**WHAT YOU WILL DO**
Report every line of the data below that contains the word "white", copying each such line in full.

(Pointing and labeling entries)
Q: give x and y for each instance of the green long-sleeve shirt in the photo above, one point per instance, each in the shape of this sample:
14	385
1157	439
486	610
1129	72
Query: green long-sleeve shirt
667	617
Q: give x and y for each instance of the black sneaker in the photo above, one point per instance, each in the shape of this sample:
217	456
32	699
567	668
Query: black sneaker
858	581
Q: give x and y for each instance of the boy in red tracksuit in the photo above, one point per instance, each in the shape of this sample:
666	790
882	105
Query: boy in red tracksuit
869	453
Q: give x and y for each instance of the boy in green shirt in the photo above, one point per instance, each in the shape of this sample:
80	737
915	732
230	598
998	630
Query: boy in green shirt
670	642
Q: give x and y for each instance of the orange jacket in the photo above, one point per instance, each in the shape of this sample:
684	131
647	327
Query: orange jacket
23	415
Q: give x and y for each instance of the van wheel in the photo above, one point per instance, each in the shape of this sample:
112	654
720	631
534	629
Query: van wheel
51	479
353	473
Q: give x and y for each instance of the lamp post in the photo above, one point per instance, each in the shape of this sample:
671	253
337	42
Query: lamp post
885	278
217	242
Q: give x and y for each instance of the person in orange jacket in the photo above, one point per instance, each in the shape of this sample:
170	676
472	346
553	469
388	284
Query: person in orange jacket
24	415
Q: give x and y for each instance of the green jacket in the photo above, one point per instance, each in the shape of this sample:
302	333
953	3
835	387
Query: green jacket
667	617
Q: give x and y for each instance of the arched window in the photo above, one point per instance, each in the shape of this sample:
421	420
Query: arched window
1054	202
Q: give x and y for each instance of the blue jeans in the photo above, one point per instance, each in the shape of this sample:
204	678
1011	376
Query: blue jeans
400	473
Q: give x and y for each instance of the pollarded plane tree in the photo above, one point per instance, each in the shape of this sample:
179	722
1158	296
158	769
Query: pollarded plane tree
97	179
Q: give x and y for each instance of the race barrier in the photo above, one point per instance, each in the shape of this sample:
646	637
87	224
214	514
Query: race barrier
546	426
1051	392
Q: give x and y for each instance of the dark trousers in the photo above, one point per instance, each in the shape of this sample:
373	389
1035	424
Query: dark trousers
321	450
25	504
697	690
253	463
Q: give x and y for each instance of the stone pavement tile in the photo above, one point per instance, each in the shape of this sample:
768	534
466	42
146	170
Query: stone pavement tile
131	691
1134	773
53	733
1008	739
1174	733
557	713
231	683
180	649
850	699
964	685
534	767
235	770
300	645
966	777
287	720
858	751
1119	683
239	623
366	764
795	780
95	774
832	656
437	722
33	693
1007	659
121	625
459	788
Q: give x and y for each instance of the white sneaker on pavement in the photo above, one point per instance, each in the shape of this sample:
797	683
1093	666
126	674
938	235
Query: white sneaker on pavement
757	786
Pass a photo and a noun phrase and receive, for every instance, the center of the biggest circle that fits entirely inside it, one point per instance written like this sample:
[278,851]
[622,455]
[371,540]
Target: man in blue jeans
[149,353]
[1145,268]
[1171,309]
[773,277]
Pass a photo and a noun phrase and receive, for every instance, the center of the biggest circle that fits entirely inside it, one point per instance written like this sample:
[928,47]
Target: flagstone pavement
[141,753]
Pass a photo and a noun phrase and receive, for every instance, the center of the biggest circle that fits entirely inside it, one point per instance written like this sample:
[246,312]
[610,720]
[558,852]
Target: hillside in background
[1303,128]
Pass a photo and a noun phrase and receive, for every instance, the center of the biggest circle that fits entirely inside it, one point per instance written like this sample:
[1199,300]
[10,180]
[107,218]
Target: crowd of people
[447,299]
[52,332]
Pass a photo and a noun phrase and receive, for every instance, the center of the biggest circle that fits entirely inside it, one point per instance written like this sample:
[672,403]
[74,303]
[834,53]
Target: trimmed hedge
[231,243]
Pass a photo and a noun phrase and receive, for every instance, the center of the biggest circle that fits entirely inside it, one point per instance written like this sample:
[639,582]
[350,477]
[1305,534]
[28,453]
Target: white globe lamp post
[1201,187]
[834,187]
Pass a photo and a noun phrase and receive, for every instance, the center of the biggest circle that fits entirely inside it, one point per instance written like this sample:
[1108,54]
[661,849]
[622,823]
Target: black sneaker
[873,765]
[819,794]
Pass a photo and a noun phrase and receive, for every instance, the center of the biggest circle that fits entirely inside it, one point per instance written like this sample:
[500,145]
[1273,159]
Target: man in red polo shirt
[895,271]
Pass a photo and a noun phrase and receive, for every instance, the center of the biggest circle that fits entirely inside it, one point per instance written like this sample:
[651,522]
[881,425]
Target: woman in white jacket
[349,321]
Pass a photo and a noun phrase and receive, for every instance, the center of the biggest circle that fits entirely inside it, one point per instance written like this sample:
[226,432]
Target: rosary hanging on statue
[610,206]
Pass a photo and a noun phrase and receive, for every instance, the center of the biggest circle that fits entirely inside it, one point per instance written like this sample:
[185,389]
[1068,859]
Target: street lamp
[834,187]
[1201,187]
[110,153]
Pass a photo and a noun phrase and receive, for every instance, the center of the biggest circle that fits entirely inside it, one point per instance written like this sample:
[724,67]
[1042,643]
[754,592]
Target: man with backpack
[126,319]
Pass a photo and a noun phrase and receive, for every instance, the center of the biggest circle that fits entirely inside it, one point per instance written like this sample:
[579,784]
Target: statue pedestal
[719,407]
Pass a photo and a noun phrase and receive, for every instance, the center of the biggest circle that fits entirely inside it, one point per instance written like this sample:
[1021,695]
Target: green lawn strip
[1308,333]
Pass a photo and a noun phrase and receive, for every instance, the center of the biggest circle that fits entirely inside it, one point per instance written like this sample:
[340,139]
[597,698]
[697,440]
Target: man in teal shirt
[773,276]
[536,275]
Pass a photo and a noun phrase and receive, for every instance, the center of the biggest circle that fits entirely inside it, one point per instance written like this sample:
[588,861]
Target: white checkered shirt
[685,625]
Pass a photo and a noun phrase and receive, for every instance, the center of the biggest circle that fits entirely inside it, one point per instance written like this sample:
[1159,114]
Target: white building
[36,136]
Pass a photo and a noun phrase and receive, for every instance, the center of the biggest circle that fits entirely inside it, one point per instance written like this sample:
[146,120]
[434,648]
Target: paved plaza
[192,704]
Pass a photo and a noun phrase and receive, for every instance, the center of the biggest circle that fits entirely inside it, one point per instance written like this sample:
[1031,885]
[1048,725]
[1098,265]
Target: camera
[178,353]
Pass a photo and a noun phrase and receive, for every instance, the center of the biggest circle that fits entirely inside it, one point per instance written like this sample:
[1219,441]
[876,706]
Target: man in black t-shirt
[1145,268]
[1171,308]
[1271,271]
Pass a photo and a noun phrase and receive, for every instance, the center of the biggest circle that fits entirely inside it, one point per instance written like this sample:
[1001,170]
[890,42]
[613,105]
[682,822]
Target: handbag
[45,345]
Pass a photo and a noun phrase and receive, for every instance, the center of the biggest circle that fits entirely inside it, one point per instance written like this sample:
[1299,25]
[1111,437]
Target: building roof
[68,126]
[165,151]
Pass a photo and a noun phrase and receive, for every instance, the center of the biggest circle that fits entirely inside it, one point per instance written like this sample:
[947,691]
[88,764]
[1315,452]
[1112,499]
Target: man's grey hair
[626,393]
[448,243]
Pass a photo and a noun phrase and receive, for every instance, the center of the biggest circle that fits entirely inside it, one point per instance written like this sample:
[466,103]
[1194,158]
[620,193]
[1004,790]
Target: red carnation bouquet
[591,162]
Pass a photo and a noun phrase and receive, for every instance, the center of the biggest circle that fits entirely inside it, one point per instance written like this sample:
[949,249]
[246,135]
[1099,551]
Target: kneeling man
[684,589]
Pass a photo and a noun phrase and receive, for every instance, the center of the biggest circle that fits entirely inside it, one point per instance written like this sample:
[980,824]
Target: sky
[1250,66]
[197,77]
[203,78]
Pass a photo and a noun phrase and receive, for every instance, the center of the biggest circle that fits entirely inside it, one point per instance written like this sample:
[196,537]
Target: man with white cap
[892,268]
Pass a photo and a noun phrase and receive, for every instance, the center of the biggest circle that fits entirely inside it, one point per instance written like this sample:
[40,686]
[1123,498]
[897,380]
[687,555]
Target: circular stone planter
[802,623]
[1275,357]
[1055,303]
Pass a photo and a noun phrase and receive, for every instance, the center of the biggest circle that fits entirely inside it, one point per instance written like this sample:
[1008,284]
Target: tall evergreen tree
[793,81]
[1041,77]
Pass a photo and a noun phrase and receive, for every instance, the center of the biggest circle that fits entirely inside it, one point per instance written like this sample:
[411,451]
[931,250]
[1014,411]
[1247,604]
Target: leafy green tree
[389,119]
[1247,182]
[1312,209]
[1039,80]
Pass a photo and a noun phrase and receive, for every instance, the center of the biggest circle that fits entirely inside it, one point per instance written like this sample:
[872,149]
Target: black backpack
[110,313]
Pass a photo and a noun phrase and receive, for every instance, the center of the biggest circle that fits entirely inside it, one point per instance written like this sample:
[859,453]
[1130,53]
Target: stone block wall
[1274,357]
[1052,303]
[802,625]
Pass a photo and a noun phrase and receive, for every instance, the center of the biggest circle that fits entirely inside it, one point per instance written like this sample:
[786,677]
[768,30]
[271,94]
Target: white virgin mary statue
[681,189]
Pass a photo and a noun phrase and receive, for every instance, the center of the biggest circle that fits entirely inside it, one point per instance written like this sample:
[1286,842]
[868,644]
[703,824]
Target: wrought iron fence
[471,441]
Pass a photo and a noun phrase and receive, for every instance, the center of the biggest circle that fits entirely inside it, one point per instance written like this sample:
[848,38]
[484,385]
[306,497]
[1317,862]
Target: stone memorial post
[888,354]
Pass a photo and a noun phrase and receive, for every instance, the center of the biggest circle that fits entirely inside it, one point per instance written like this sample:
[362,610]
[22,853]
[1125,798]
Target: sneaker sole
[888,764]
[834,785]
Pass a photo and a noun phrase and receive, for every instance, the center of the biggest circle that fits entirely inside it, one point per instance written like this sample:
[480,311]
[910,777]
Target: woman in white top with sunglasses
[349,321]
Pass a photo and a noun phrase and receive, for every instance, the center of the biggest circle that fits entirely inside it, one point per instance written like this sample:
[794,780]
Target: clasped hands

**THE SOLUTION**
Q: give x and y for each instance of the white sneaker on pavement in the photo above, one point per instance, each in the shape of this sample:
Query: white sneaker on pavement
Target: white globe lamp post
Target: woman in white jacket
Target: white checkered shirt
Target: white building
Target: man with white cap
Target: white virgin mary statue
Target: woman in white top with sunglasses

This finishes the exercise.